Top of Data to use

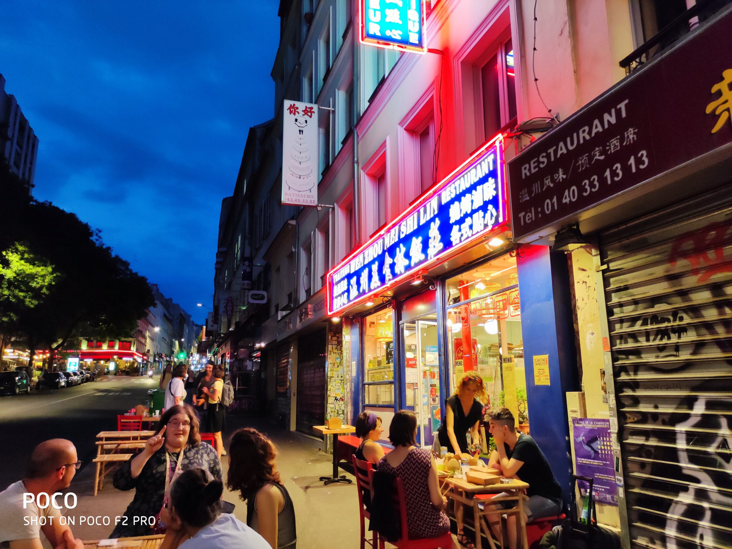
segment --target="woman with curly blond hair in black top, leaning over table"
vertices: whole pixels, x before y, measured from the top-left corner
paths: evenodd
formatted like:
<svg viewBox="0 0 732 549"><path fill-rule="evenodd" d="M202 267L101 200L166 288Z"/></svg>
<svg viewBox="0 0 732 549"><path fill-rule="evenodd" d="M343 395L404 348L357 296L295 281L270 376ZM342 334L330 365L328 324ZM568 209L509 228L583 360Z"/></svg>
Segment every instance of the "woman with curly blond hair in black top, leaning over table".
<svg viewBox="0 0 732 549"><path fill-rule="evenodd" d="M477 398L476 398L477 397ZM482 420L483 404L490 405L483 379L477 371L468 371L460 380L458 390L445 401L447 413L438 429L440 446L447 446L460 460L468 454L468 432L474 445L480 445L479 425Z"/></svg>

Bottom of Data to use

Task to carry out
Give back the whole listing exactly; no pictures.

Exercise response
segment --target="woman with curly blond hair in black top, leaning over table"
vertices: whole pixels, x before y, measured from the top-left corner
paths: evenodd
formatted like:
<svg viewBox="0 0 732 549"><path fill-rule="evenodd" d="M202 267L101 200L166 288Z"/></svg>
<svg viewBox="0 0 732 549"><path fill-rule="evenodd" d="M343 395L404 348L357 296L295 281L270 376ZM342 334L330 365L328 324ZM568 209L509 228L583 360Z"/></svg>
Segment every instance of the "woman with curly blond hair in black top, leaning over table".
<svg viewBox="0 0 732 549"><path fill-rule="evenodd" d="M477 398L476 398L477 397ZM482 420L483 404L490 405L483 379L477 371L468 371L460 380L458 390L445 401L447 413L438 429L440 446L447 446L460 460L468 454L468 432L474 445L480 445L479 425Z"/></svg>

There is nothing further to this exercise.